**Source text**.
You may have heard that scientists completed the human genome (again?). What does it mean to ‘complete’ a genome? Why is this information useful, and what does this completed genome mean for science communicators? In this blog, we’ll discuss these pressing questions and the implications of the new genome.
Didn’t We Already Finish the Human Genome?
Well, yes, and no. In 2001, scientists at the National Human Genome Research Institute published the first draft of the human genome. The first draft included all the regions with accessible euchromatic chromatin, which adds up to around 92% of total genomic DNA. Using long-read sequencing technology to explore beyond that, we now have the code for the remaining 8%.
However, it’s important to note that there are as many versions of the genome as there are individual humans. So, it’s disingenuous to say we will ever be ‘finished’ sequencing the human genome, because we will realistically never sequence the genome of every single person. Instead, this latest 8% breakthrough generates a new reference genome that includes both the easily accessible euchromatic DNA and difficult to sequence highly compacted heterochromatic regions.

**Data provided**.
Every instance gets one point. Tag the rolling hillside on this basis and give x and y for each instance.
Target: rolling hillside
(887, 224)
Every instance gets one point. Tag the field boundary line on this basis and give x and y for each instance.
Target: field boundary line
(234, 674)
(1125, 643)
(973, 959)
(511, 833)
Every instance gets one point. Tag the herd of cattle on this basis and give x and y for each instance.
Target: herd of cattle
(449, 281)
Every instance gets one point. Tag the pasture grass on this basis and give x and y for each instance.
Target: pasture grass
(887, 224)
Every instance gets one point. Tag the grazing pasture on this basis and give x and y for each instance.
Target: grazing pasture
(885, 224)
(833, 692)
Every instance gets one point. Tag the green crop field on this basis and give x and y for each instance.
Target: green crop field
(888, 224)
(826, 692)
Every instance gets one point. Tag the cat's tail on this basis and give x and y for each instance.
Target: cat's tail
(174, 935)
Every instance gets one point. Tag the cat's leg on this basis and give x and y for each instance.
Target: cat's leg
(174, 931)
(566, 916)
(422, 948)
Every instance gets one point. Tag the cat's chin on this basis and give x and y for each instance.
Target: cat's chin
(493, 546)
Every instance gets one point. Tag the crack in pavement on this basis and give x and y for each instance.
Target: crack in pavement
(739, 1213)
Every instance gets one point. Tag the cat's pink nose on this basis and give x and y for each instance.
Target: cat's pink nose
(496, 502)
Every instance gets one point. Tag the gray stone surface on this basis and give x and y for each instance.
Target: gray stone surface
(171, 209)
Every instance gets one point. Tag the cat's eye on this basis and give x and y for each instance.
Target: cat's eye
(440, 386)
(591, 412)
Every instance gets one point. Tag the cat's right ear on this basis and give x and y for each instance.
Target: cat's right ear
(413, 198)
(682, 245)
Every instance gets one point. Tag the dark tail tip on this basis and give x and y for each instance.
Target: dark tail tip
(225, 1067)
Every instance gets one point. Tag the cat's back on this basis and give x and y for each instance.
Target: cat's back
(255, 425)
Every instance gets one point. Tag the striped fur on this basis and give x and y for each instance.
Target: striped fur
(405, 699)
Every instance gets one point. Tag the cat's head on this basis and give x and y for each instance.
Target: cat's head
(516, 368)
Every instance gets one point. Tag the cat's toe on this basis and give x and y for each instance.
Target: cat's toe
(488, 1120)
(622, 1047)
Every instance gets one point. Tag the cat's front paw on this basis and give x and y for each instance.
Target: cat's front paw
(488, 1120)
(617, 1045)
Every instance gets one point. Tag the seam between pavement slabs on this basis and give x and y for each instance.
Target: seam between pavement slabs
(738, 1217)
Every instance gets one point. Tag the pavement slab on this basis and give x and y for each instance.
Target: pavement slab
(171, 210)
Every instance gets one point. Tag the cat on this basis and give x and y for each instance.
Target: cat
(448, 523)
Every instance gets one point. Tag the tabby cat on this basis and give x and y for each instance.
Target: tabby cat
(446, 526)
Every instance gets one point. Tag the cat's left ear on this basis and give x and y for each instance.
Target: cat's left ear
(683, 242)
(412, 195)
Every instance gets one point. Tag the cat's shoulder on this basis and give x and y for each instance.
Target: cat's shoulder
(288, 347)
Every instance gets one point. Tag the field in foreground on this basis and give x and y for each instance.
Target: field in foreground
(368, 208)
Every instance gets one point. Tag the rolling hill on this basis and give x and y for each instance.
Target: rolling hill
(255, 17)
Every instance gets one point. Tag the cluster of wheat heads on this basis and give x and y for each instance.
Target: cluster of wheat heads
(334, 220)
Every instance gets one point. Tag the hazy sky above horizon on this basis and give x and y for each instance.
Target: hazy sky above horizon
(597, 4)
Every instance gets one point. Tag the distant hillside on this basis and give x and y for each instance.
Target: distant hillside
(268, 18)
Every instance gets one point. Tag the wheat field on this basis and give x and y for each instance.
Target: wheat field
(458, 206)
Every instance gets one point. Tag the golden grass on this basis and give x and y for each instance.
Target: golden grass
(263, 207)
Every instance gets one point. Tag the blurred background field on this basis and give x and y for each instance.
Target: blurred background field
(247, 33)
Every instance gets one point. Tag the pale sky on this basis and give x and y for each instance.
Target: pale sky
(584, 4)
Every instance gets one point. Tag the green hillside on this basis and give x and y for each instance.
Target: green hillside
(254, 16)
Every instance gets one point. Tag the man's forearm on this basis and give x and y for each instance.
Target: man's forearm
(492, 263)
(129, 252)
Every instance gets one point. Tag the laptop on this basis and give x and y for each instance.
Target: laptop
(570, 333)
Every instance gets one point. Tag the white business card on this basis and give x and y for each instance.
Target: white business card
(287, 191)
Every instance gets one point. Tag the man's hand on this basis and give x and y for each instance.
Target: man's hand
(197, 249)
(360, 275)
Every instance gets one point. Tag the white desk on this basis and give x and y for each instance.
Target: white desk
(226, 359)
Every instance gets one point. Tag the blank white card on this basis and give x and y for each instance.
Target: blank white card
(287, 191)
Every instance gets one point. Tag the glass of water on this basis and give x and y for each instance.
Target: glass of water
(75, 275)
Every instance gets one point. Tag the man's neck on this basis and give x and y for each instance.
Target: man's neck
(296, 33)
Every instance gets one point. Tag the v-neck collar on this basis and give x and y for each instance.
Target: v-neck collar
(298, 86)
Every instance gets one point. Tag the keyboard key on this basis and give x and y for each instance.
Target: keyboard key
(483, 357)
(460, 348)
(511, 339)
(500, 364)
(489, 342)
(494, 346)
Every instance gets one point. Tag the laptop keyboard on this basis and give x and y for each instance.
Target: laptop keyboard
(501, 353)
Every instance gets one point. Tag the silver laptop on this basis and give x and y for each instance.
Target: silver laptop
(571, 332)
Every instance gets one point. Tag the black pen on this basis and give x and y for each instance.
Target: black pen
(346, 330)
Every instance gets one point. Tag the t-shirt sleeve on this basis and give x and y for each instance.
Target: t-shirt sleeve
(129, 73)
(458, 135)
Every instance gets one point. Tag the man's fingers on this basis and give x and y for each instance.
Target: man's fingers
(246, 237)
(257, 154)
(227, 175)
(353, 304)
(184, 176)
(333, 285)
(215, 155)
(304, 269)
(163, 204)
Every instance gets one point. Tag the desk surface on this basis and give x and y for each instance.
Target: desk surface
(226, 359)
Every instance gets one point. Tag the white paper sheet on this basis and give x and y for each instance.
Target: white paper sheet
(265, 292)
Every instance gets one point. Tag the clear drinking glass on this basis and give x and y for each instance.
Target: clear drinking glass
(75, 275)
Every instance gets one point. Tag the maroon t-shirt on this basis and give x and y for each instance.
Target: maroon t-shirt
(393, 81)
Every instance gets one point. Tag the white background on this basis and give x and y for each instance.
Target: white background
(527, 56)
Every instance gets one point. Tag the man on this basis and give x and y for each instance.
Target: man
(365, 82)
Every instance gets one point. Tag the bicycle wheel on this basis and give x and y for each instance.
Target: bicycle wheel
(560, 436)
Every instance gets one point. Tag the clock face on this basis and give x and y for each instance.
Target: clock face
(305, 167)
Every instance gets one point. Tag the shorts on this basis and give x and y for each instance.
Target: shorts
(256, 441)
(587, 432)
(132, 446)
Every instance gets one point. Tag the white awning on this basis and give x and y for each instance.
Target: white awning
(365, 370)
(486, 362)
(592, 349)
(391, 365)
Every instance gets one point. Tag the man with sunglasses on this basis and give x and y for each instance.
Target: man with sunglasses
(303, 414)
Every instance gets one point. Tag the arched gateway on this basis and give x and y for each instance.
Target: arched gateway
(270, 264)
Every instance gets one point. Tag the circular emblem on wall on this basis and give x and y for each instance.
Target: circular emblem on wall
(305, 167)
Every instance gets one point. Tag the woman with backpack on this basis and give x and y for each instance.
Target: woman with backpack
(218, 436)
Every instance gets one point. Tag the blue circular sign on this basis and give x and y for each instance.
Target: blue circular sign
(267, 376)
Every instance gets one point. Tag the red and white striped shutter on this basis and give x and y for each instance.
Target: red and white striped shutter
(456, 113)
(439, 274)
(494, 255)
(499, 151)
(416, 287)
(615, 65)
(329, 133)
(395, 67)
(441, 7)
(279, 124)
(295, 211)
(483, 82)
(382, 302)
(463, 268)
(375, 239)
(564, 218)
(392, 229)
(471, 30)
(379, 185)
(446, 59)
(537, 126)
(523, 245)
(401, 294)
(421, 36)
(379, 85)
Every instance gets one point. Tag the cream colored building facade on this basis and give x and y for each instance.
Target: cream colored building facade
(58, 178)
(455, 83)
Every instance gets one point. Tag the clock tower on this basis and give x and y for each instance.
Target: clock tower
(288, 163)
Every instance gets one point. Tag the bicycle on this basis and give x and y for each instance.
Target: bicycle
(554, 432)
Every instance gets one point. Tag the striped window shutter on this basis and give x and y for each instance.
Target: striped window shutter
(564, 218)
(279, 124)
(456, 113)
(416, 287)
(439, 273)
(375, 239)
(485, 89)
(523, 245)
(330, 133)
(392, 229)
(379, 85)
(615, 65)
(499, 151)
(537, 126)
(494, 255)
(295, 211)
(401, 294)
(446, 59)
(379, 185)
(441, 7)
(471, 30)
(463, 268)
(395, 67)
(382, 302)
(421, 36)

**Tasks to complete**.
**a.** According to the genome post, why would it be disingenuous to say the human genome will ever be "finished"? Answer in one to three sentences.
**b.** Answer these questions from the genome post, one line each:
(i) In what year was the first draft of the human genome published?
(ii) Roughly what share of total genomic DNA did that first draft cover?
(iii) What technology was used to get the code for the remaining part?
**c.** Copy the genome post from "Well, yes, and" up to and including "the remaining 8%.".
The rows have no connection to the genome post.

**Answers by item number**.
**a.** There are as many versions of the genome as there are individual humans. Realistically, the genome of every single person will never be sequenced.

**b.**
(i) 2001
(ii) Around 92%
(iii) Long-read sequencing technology

**c.**
Well, yes, and no. In 2001, scientists at the National Human Genome Research Institute published the first draft of the human genome. The first draft included all the regions with accessible euchromatic chromatin, which adds up to around 92% of total genomic DNA. Using long-read sequencing technology to explore beyond that, we now have the code for the remaining 8%.